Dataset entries
........
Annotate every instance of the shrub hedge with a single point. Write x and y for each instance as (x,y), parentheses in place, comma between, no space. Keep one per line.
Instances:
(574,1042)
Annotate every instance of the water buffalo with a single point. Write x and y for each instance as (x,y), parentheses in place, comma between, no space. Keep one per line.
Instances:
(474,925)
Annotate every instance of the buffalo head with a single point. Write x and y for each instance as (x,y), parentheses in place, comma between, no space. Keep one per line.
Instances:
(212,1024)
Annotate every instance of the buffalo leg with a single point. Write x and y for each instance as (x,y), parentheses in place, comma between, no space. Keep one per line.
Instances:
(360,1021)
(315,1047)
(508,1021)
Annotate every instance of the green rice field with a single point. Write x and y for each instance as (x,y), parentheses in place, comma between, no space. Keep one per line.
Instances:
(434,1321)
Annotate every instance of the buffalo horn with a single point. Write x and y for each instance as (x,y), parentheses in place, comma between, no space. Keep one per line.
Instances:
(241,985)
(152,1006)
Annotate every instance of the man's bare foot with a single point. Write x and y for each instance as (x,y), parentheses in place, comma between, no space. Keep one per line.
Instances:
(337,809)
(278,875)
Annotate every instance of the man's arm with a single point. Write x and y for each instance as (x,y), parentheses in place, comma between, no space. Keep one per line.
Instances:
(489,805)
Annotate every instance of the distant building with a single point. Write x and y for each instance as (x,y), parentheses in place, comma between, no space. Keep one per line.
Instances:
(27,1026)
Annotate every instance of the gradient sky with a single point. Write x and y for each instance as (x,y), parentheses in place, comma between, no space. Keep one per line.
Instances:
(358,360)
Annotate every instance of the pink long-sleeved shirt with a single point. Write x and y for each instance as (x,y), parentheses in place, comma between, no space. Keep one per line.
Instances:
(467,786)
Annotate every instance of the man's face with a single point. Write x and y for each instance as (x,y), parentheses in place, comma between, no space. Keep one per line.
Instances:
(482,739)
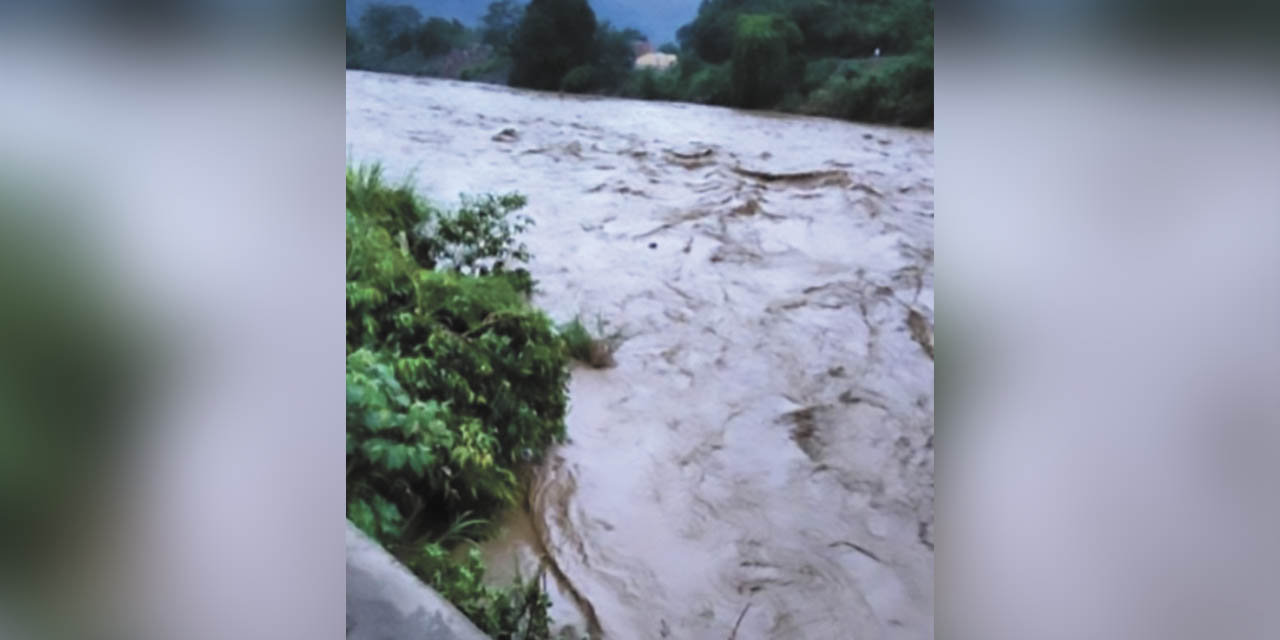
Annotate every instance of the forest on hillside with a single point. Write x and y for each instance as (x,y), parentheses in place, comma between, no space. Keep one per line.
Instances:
(865,60)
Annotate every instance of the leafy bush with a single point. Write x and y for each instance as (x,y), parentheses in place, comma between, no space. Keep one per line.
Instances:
(452,383)
(520,611)
(553,37)
(897,90)
(711,85)
(652,85)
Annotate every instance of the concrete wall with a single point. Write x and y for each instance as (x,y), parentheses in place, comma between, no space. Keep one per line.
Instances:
(385,602)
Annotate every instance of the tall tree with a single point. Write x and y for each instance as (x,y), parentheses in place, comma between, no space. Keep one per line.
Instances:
(554,37)
(759,63)
(499,23)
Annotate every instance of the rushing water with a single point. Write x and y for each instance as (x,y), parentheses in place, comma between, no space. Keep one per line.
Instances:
(759,461)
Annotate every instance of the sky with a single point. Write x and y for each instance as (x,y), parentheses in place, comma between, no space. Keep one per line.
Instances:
(654,18)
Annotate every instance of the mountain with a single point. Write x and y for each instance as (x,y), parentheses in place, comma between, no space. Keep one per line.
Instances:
(654,18)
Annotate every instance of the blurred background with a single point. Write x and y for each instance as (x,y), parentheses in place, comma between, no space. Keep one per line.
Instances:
(1107,327)
(170,334)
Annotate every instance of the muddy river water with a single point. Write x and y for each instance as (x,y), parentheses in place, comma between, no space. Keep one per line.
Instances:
(759,461)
........
Written task -> Please edit the rows above, replacing every "single point" with "single dot" and leaving everything else unchanged. Reproduce the rows in your answer without the pictures.

Written answer ->
Annotate every instance of the shrub hedge with a single dot. Write x and y for each instance as (x,y), parentheses in place, comma between, no space. Keep one per line.
Instances:
(574,1042)
Annotate every instance of the water buffalo with a single dot. Write x and y for each instance as (x,y), parentheses in place, comma between, no space. Keep one per line.
Instances:
(474,925)
Annotate every instance of the buffalo head with a single dot. Write x and y for each instance as (x,y), parentheses in place, comma between, no space. Keep one per line.
Instances:
(212,1024)
Annotate every instance of the buffalo leg with a single dot. Write x and y for each instance as (x,y), parentheses in place, comma between, no space. Keep one per line.
Instances:
(360,1021)
(315,1047)
(508,1021)
Annotate every instance of the green rice field with a single dot. Write x and y for each instance as (x,y), parentheses in place, comma between, no space. Keep one per line.
Instances:
(434,1321)
Annotate every instance of the buffalo horn with a single dot. Write x and y for each instance as (x,y), parentheses in place, comma between, no space. Keep one per line.
Instances:
(241,985)
(152,1006)
Annotate every instance of the man's bare foot with a single dot. Write x and y for each instance as (x,y), parentheses in place, comma between, no space. Keep one per line.
Instances:
(337,809)
(278,875)
Annotate every instance of the man's arm with a single dot. Write x and y for each instance as (x,y), parentheses in place, comma between, no space. Keep one per line.
Instances:
(489,805)
Annotate every instance of the distant building with a single dot. Write x and y for each instance as (x,y), parentheses in place, comma between, no space. Keep one per line.
Instances:
(27,1026)
Annotate every instance of the gradient sky with a single dot. Write x and y for each instance as (x,y), parentheses in place, comma between, no space. Keep one per line.
Instances:
(358,360)
Annotate every instance of the pink long-sleeved shirt with a single dot. Write x and y for each instance as (x,y), parentheses in place, comma between, no space. Keep one per line.
Instances:
(467,786)
Annotate every instance of the man's face with a single dot. Write x and y for each instance as (x,y), parentheses in place, comma between, no space. Keep one per line.
Instances:
(482,739)
Annotate every instance of the forest on hillside with a single dot. Write x and y for each instance as (x,y), parentheses in place, comma between, no space. Keep one per line.
Instances:
(865,60)
Annotate every instance of the leafy bush with a single dot. Write x and y for each instance as (x,y), parentheses in place, comma between, no space. Keep one per line.
Instances:
(452,383)
(520,611)
(553,37)
(897,90)
(711,85)
(652,85)
Annotate every instance of the concrete wall with a single dot. Write x and y for each instance as (x,y), parentheses in place, comma between, no space. Keep one per line.
Instances:
(385,602)
Annotate every instance of the tall tree with a single dot. Write x and y for each instance as (x,y), parentheses in place, comma between, no space. Keep one per line.
Instances:
(554,37)
(759,63)
(499,23)
Annotate every instance of the rushing water with a single dot. Write x and y for each instance as (x,y), parentheses in place, comma between, no space. Keep one per line.
Instances:
(759,461)
Annotate every instance of the sky with a single dot. Write x and y for each instance as (x,y), parentheses in place, comma between, no space. Keep one per line.
Instances:
(654,18)
Annotate every instance of the mountain with a single dot. Write x and y for each instance as (x,y), parentheses in place, comma between, no space. Keep one per line.
Instances:
(654,18)
Annotate every instance of the blurred background with a single dot. Write x and y for each instance as (x,y), parentheses in place, comma between, no space. Keep one per line.
Instances:
(1107,327)
(170,334)
Annotate every instance of the muddy river water with a single dot. Write x and y for each instance as (x,y), parentheses in place, comma between, no space. Keep one per line.
Instances:
(759,461)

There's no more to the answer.